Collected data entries
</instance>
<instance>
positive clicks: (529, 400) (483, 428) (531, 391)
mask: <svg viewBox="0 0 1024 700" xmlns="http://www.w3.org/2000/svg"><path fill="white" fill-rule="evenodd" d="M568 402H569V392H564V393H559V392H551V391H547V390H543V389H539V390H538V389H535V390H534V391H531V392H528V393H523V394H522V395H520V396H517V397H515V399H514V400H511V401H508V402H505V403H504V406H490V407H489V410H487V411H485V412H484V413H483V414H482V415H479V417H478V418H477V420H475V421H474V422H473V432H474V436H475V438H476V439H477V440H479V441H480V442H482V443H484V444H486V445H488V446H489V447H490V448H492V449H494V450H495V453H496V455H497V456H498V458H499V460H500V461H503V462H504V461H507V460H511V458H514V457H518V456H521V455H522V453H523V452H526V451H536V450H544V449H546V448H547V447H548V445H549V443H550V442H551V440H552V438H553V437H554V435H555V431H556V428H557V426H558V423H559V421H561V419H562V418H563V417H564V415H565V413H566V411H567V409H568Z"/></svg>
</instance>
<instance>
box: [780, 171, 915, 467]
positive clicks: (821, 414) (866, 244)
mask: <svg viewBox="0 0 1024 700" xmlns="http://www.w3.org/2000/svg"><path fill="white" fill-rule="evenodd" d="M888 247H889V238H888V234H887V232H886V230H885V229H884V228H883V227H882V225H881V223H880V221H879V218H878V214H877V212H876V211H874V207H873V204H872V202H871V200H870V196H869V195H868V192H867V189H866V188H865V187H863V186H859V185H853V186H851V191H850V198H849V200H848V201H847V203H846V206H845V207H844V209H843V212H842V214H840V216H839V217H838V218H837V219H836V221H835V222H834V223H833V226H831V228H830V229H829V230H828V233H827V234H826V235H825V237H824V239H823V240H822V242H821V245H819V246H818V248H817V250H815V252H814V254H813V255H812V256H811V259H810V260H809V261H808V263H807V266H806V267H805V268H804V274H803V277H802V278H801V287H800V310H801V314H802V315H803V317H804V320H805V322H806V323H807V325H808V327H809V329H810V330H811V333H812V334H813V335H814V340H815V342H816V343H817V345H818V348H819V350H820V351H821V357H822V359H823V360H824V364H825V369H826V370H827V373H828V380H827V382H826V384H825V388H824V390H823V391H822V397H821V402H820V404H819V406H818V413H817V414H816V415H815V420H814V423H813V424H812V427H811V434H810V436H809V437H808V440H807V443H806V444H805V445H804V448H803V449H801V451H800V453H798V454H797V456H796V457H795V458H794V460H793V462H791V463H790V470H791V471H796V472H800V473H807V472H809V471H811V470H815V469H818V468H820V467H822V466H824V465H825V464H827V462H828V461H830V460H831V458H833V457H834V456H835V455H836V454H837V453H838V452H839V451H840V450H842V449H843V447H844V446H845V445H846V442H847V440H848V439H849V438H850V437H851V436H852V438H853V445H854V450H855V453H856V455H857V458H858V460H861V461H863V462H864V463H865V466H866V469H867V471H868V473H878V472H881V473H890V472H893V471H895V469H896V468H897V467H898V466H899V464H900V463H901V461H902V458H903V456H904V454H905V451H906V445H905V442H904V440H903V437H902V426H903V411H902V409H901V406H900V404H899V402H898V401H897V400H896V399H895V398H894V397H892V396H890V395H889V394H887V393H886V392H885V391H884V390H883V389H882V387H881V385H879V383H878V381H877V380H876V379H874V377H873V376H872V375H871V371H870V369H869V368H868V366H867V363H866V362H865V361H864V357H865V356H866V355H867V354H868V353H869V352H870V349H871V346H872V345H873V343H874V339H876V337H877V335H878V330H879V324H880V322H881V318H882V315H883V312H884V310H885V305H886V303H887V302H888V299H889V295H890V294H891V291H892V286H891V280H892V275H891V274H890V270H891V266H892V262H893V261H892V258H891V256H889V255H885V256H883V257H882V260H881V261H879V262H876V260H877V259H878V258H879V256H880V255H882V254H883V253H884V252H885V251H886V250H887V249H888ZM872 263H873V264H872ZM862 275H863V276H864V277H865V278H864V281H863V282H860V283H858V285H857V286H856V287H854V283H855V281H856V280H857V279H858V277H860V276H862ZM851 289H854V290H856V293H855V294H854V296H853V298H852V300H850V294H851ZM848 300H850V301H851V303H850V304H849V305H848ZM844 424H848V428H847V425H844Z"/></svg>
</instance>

- **Task details**
Copy down every line of the items above again, character for character and in the same order.

- **Expected output**
</instance>
<instance>
positive clicks: (529, 400) (483, 428) (531, 391)
mask: <svg viewBox="0 0 1024 700" xmlns="http://www.w3.org/2000/svg"><path fill="white" fill-rule="evenodd" d="M568 402H569V392H564V393H559V392H551V391H547V390H543V389H539V390H538V389H535V390H534V391H531V392H528V393H523V394H522V395H520V396H517V397H515V399H514V400H511V401H508V402H505V403H504V406H490V407H489V410H487V411H485V412H484V413H483V414H482V415H479V417H478V418H477V420H475V421H474V422H473V432H474V436H475V438H476V439H477V440H479V441H480V442H482V443H484V444H486V445H488V446H489V447H490V448H492V449H494V450H495V453H496V455H497V456H498V458H499V460H500V461H503V462H504V461H507V460H511V458H514V457H518V456H521V455H522V453H523V452H526V451H536V450H544V449H546V448H547V447H548V445H549V443H550V442H551V440H552V438H553V437H554V435H555V431H556V428H557V426H558V423H559V421H561V419H562V418H563V417H564V415H565V413H566V411H567V409H568Z"/></svg>
</instance>
<instance>
box: [780, 171, 915, 467]
positive clicks: (821, 414) (866, 244)
mask: <svg viewBox="0 0 1024 700" xmlns="http://www.w3.org/2000/svg"><path fill="white" fill-rule="evenodd" d="M888 247H889V238H888V234H887V232H886V230H885V229H884V228H883V227H882V225H881V223H880V221H879V218H878V214H877V212H876V211H874V207H873V204H872V202H871V200H870V196H869V195H868V192H867V189H866V188H865V187H863V186H859V185H853V186H851V191H850V198H849V200H848V201H847V203H846V206H845V207H844V209H843V212H842V214H840V216H839V217H838V218H837V219H836V221H835V222H834V223H833V226H831V228H830V229H829V230H828V233H827V234H826V235H825V237H824V239H823V240H822V242H821V245H819V246H818V248H817V250H815V252H814V254H813V255H812V256H811V259H810V260H809V261H808V263H807V266H806V267H805V268H804V274H803V277H802V278H801V287H800V310H801V314H802V315H803V317H804V320H805V322H806V323H807V325H808V327H809V329H810V330H811V333H812V334H813V335H814V340H815V342H816V343H817V345H818V348H819V350H820V351H821V357H822V359H823V360H824V364H825V369H826V370H827V373H828V380H827V382H826V384H825V388H824V390H823V391H822V397H821V402H820V404H819V406H818V413H817V414H816V415H815V420H814V423H813V424H812V427H811V434H810V436H809V437H808V440H807V443H806V444H805V445H804V448H803V449H801V451H800V453H798V454H797V456H796V457H795V458H794V460H793V462H791V463H790V470H791V471H796V472H800V473H807V472H809V471H811V470H815V469H818V468H820V467H822V466H824V465H825V464H827V462H828V461H830V460H831V458H833V457H834V456H835V455H836V454H837V453H838V452H839V451H840V450H842V449H843V447H844V446H845V445H846V442H847V440H848V439H849V438H850V437H851V436H852V438H853V445H854V450H855V453H856V455H857V458H858V460H861V461H863V462H864V463H865V466H866V469H867V471H868V473H878V472H881V473H890V472H893V471H895V469H896V468H897V467H898V466H899V464H900V463H901V461H902V458H903V456H904V454H905V451H906V445H905V442H904V440H903V437H902V426H903V411H902V409H901V406H900V404H899V402H898V401H897V400H896V399H895V398H894V397H892V396H890V395H889V394H887V393H886V392H885V391H884V390H883V389H882V387H881V385H879V383H878V381H877V380H876V379H874V377H873V376H872V375H871V371H870V369H869V368H868V366H867V363H866V362H865V361H864V357H865V356H866V355H867V354H868V353H869V352H870V349H871V346H872V345H873V343H874V339H876V337H877V335H878V330H879V324H880V322H881V318H882V315H883V312H884V310H885V305H886V303H887V302H888V299H889V295H890V294H891V291H892V286H891V280H892V275H891V274H890V270H891V266H892V262H893V261H892V258H891V256H889V255H885V256H883V257H882V260H881V261H879V262H876V260H877V259H878V258H879V256H880V255H882V254H883V253H884V252H885V251H886V250H887V249H888ZM872 263H873V264H872ZM862 275H863V276H864V277H865V278H864V281H863V282H860V283H858V285H857V286H856V287H854V283H855V281H856V280H857V279H858V277H860V276H862ZM851 289H854V290H856V293H855V294H854V296H853V298H852V300H850V294H851ZM848 300H850V301H851V303H850V304H849V305H848ZM844 424H848V428H847V425H844Z"/></svg>
</instance>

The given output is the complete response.